• **Problem 1**:
From the forum thread on electric potential, copy the passage that begins at the words "So I just insert" and stops after the words "uniformly charged sphere.".
• **Problem 2**:
In the forum thread on electric potential, find the lines of the first post that contain an equals sign. List every single-letter symbol used in the equations on those lines.
• **Problem 3**:
Sum up the forum thread on electric potential in two sentences.

• **Text section**:
## Start
The Attempt at a Solution



I know that E in this case = kq/[a*(L+a)]

a : distance from point P to x2 ( P-x2)
L : distance from x1 to x2 ( x2-x1)

The denominator = r²= [a*(L+a)]

I want Potential V=kq/r

r=Sqr(The denominator = r²= [a*(L+a)])

So I just insert the values and got that answer *_* which is wrong
 


Fazza3_uae said:
I want Potential V=kq/r


V = kq/r is only valid for a point charge or a uniformly charged sphere.
You have to integrate [itex]E \bullet ds[/itex] along a path from the
point with x = 5 to infinity.
 


thx 4 clarifying about the potential ^^

But is'nt taking an integral from 5 to infinity will give me infinity and when i multiply infinity with E i will get also infinity ?


In case what u r saying is correct what is the value of r then ??

Is it the distance from point p to x1 or to x2 ? or its something else !

Appreciate Ur Help in Advance Mr. willem2 :)
## End
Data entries
## Start
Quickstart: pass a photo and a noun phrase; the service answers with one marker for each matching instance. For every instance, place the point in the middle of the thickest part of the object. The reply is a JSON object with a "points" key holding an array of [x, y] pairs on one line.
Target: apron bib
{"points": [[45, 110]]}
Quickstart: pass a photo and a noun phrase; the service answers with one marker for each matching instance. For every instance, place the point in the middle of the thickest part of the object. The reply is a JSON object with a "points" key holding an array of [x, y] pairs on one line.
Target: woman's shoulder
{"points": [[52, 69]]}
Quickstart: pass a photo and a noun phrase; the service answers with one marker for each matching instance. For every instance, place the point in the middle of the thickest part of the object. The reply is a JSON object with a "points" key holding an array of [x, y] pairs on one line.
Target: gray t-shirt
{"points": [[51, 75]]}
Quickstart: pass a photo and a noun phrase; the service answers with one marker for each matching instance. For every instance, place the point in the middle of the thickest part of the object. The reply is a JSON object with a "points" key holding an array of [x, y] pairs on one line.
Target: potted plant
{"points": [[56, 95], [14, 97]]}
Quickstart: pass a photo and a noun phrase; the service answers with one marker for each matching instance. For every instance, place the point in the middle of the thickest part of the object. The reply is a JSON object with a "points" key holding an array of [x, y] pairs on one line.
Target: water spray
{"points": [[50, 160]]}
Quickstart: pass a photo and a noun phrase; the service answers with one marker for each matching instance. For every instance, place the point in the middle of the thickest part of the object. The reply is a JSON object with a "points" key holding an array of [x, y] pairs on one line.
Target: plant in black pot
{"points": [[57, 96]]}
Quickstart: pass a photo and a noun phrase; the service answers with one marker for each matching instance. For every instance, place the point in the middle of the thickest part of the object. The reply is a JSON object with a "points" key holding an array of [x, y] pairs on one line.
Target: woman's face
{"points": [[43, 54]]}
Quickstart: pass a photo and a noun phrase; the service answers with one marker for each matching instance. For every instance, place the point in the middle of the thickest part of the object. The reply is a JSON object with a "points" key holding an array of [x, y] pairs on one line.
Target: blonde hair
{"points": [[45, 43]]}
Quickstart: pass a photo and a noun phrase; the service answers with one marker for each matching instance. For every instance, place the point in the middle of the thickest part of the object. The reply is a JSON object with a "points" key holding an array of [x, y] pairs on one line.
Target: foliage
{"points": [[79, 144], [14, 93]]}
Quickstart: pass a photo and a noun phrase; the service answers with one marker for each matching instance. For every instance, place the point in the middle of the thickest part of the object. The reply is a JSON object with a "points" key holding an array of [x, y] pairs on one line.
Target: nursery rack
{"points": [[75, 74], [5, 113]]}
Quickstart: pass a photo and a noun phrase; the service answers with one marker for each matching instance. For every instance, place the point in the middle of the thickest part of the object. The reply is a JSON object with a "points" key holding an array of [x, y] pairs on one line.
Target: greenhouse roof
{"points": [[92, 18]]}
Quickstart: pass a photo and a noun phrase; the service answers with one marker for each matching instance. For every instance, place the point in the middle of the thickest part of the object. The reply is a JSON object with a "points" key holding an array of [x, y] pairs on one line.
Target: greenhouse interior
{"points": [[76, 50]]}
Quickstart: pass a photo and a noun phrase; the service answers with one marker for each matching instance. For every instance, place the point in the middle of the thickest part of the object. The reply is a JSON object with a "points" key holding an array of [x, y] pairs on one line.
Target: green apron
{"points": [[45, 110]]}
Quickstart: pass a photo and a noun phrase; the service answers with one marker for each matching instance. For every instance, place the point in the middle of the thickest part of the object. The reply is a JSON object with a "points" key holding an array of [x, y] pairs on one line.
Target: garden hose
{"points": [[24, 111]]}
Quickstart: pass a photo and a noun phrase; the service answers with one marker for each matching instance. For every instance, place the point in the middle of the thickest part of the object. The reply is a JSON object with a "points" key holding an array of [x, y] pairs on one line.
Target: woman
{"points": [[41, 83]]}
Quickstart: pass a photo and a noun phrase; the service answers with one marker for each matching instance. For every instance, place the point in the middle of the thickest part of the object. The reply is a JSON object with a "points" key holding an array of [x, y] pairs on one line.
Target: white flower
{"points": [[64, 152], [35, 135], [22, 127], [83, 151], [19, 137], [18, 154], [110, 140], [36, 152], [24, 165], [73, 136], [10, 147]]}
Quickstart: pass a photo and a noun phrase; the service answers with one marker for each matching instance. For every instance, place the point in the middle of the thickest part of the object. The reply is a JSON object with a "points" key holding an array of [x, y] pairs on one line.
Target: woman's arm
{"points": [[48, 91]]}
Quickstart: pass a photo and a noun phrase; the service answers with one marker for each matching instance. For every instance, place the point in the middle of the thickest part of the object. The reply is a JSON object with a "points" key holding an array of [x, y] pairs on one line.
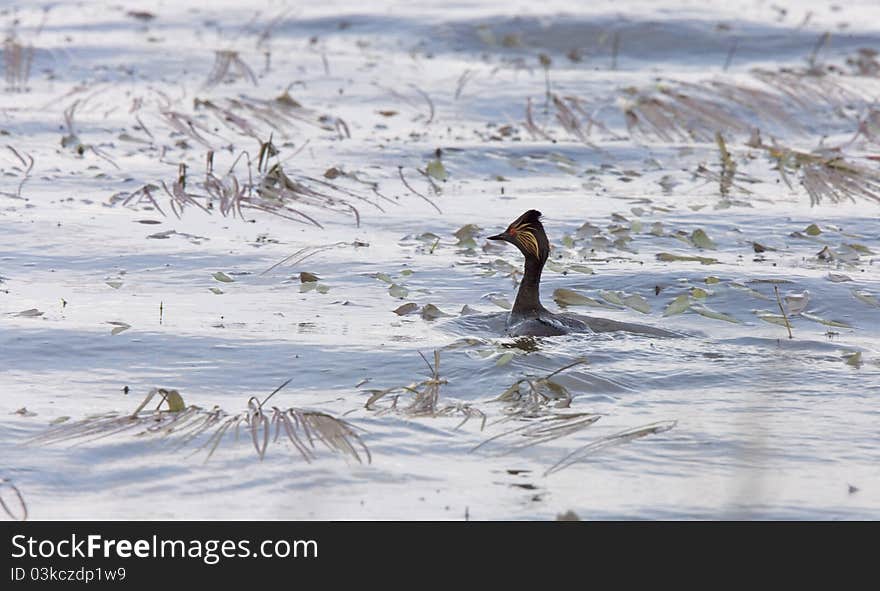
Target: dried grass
{"points": [[274, 191], [424, 399], [11, 501], [205, 430], [228, 65], [17, 61]]}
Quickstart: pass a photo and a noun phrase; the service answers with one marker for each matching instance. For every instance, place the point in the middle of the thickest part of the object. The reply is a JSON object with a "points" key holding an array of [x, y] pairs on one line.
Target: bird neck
{"points": [[528, 298]]}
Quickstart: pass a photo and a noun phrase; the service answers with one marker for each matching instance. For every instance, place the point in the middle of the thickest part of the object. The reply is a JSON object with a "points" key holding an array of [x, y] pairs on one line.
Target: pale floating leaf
{"points": [[501, 302], [612, 297], [118, 327], [701, 240], [714, 314], [569, 297], [825, 321], [853, 359], [773, 318], [866, 297], [638, 303], [432, 312], [31, 313], [746, 289], [797, 302], [437, 170], [667, 257], [398, 291], [838, 277], [504, 359], [553, 266], [581, 269], [405, 309], [678, 305], [174, 400], [859, 248]]}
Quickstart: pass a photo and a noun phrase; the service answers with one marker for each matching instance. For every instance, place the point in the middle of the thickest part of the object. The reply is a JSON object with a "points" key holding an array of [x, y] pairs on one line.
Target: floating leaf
{"points": [[825, 321], [118, 327], [568, 297], [701, 240], [432, 312], [437, 170], [859, 248], [853, 359], [749, 290], [866, 297], [501, 302], [838, 277], [31, 313], [405, 309], [667, 257], [612, 297], [797, 302], [773, 318], [678, 305], [581, 269], [174, 400], [504, 359], [714, 314], [398, 291], [637, 303]]}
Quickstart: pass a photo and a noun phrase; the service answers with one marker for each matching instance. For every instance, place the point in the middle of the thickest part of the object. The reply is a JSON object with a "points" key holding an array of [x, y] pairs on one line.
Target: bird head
{"points": [[527, 234]]}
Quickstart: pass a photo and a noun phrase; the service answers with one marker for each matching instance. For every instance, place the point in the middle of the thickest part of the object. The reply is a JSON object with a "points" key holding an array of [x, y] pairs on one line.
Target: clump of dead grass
{"points": [[205, 430], [423, 399]]}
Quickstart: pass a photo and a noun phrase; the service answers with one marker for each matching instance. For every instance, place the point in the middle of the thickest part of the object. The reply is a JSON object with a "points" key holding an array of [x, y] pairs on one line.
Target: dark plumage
{"points": [[528, 317]]}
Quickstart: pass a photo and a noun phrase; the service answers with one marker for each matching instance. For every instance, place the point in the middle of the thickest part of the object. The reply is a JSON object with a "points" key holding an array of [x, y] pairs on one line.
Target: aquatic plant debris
{"points": [[204, 430]]}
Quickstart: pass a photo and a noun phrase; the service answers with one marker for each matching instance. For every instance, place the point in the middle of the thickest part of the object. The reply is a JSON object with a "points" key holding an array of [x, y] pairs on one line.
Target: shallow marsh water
{"points": [[764, 426]]}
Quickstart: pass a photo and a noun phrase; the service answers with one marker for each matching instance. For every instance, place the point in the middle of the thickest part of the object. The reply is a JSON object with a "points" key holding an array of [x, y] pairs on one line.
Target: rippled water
{"points": [[764, 426]]}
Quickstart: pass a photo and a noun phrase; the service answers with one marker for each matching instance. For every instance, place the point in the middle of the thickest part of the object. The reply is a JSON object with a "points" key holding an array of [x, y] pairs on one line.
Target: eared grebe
{"points": [[528, 317]]}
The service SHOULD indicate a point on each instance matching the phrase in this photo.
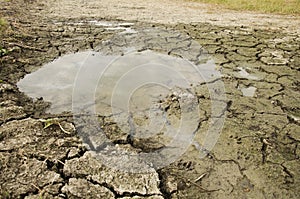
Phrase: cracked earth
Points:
(257, 153)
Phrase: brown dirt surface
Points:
(257, 153)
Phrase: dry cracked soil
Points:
(258, 56)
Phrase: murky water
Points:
(132, 78)
(145, 75)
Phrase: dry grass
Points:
(290, 7)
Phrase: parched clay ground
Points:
(257, 154)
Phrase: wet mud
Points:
(256, 155)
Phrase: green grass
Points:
(290, 7)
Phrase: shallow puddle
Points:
(132, 78)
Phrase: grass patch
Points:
(3, 25)
(290, 7)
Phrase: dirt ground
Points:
(257, 153)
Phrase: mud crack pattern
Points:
(257, 155)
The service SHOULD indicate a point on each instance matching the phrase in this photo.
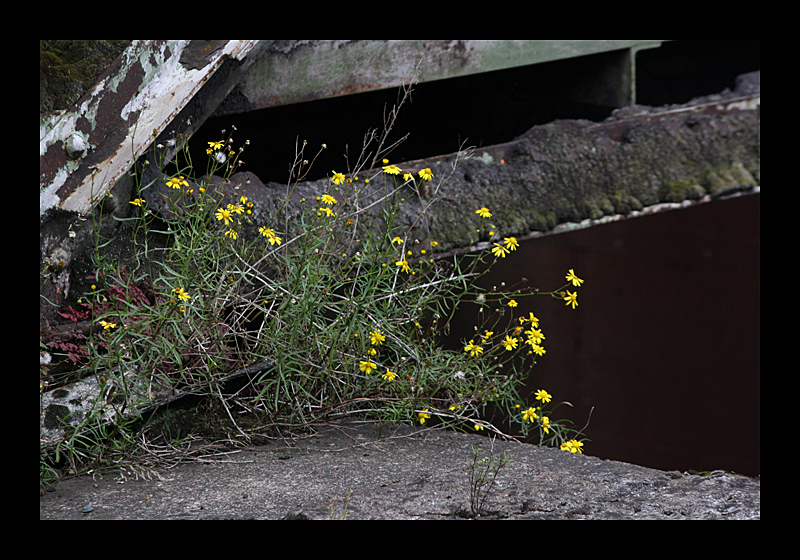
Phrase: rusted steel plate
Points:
(86, 149)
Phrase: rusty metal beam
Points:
(84, 150)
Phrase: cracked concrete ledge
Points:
(409, 473)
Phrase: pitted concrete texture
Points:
(346, 471)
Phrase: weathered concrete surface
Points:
(85, 149)
(410, 473)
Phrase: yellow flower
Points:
(545, 424)
(499, 250)
(223, 214)
(182, 295)
(423, 416)
(403, 266)
(473, 349)
(571, 299)
(573, 446)
(574, 279)
(529, 415)
(535, 336)
(367, 366)
(338, 178)
(270, 235)
(392, 169)
(509, 343)
(533, 320)
(376, 338)
(177, 182)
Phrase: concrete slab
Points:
(346, 471)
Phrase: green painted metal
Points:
(296, 71)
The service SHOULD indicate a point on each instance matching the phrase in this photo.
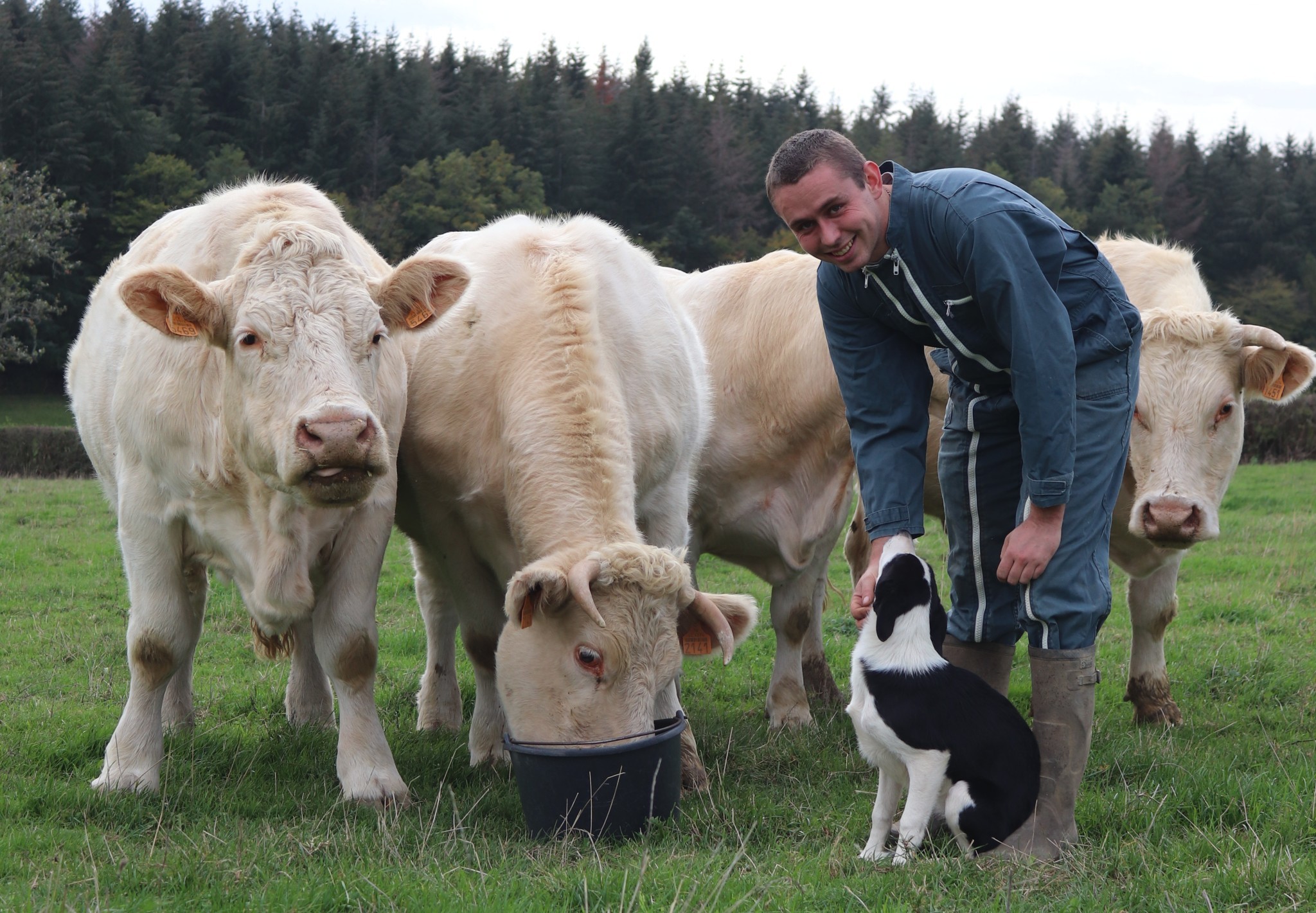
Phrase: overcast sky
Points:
(1204, 64)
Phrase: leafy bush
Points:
(1281, 434)
(44, 453)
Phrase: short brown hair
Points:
(805, 152)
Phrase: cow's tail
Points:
(271, 646)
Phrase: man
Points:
(1041, 348)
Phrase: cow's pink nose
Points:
(1171, 519)
(337, 437)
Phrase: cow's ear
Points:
(535, 590)
(1277, 374)
(420, 290)
(714, 621)
(174, 303)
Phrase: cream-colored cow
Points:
(774, 478)
(1198, 368)
(238, 394)
(555, 421)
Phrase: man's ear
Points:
(174, 303)
(420, 290)
(535, 590)
(1277, 374)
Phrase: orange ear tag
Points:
(697, 643)
(419, 314)
(181, 325)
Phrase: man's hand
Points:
(1029, 547)
(861, 600)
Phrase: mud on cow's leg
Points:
(817, 675)
(308, 700)
(162, 630)
(440, 700)
(694, 778)
(487, 720)
(1152, 605)
(177, 711)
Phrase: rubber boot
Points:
(1063, 700)
(990, 662)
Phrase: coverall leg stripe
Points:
(981, 619)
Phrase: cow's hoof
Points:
(788, 717)
(383, 796)
(1165, 714)
(694, 778)
(819, 682)
(127, 782)
(1152, 702)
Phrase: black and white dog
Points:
(940, 731)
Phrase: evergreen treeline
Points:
(130, 118)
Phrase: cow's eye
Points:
(590, 659)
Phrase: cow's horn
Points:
(1261, 336)
(578, 582)
(716, 621)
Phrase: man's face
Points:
(835, 218)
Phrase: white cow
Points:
(238, 394)
(774, 479)
(556, 415)
(1198, 368)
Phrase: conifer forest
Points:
(111, 119)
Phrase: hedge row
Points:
(44, 453)
(1281, 434)
(1274, 436)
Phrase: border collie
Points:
(927, 725)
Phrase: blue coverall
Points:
(1041, 346)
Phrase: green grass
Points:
(35, 409)
(1219, 813)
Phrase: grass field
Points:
(35, 409)
(1216, 815)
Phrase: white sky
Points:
(1204, 64)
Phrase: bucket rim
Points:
(662, 732)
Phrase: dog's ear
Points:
(900, 589)
(936, 615)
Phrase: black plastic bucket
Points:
(600, 788)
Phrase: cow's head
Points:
(1198, 369)
(590, 644)
(302, 328)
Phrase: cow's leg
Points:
(694, 778)
(440, 699)
(346, 645)
(308, 699)
(792, 610)
(162, 630)
(487, 720)
(817, 675)
(177, 711)
(1153, 605)
(665, 522)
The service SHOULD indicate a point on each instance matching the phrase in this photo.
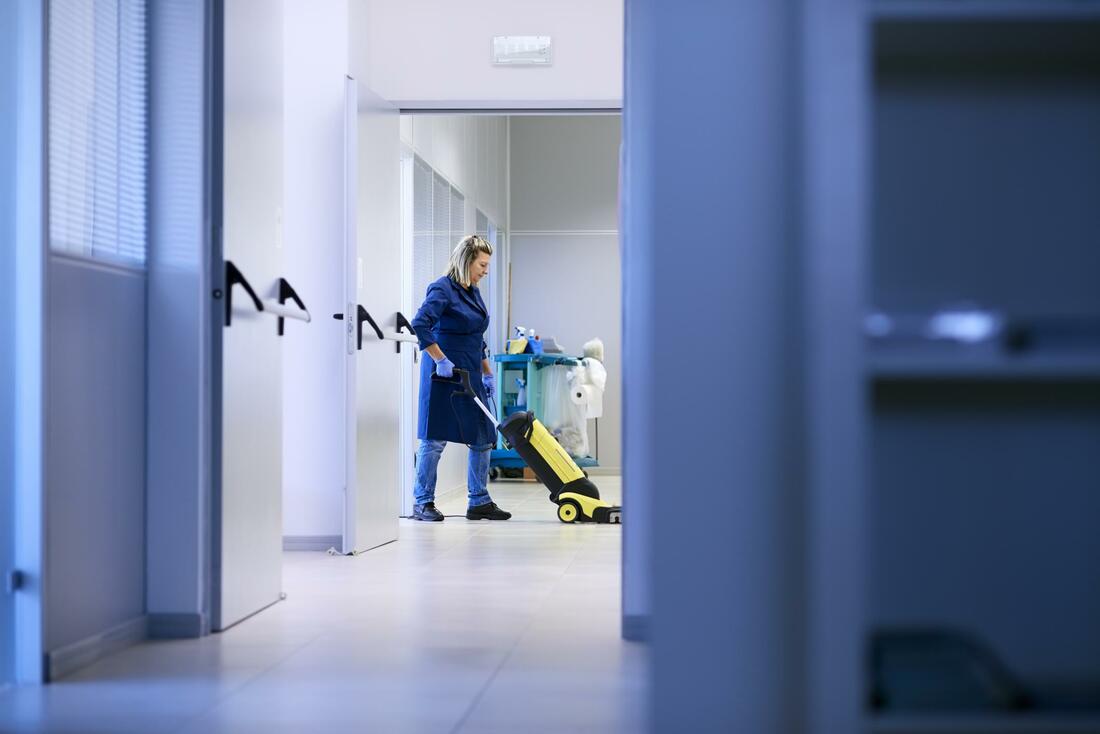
## End
• **Result 1**:
So I just insert the values and got that answer *_* which is wrong
 


Fazza3_uae said:
I want Potential V=kq/r


V = kq/r is only valid for a point charge or a uniformly charged sphere.

• **Result 2**:
E, k, q, a, L, r, V

• **Result 3**:
A poster tries to find a potential with V = kq/r, taking r as the square root of a*(L+a), and gets a wrong answer. A reply says V = kq/r holds only for a point charge or a uniformly charged sphere and that E·ds must be integrated from x = 5 to infinity, after which the poster asks whether that integral would be infinite and what r should be.